What is required.
Rewrite everything from the line containing "Would you mind pointing out the grassy" down to the line containing "Target: foliage" with "photo" swapped for "image" and nothing else changed. Leave the pictures out of your answer.

::: Supplied records

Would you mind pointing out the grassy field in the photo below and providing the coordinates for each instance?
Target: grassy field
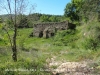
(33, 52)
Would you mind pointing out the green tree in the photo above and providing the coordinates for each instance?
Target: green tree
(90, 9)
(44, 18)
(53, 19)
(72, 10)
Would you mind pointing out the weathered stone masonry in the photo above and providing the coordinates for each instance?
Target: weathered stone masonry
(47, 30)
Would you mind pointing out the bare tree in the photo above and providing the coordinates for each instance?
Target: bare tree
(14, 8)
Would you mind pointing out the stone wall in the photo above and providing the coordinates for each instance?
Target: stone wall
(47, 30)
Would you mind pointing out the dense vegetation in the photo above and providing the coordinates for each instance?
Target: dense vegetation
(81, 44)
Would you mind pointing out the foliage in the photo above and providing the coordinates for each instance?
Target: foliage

::::::
::: Supplied records

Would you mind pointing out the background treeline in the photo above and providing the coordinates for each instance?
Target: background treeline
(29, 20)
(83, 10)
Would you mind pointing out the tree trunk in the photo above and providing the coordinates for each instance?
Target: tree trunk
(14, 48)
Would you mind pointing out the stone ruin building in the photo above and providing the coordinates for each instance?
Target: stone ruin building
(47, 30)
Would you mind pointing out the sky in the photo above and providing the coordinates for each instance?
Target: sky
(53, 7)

::::::

Expected answer.
Would you mind pointing out the grassy field in the image below and providing the coordinates for each instance?
Target: grassy field
(33, 52)
Would you mind pointing out the green tree in the image above and providing the coordinates for each instance?
Target: green tree
(90, 9)
(44, 18)
(53, 19)
(72, 10)
Would you mind pointing out the weathered stone masonry in the image above and providing the coordinates for each instance?
Target: weathered stone masonry
(47, 30)
Would you mind pointing out the bare tree in the image above and providing the coordinates for each instance?
Target: bare tree
(14, 8)
Would you mind pointing out the stone wall in the image above and providing the coordinates for each instance?
Target: stone wall
(47, 30)
Would you mind pointing out the dense vegetation in the image above and providing the coordinates for each instance?
Target: dense vegetation
(81, 44)
Would you mind pointing out the foliage in the image above and providing the coordinates for each instance?
Target: foliage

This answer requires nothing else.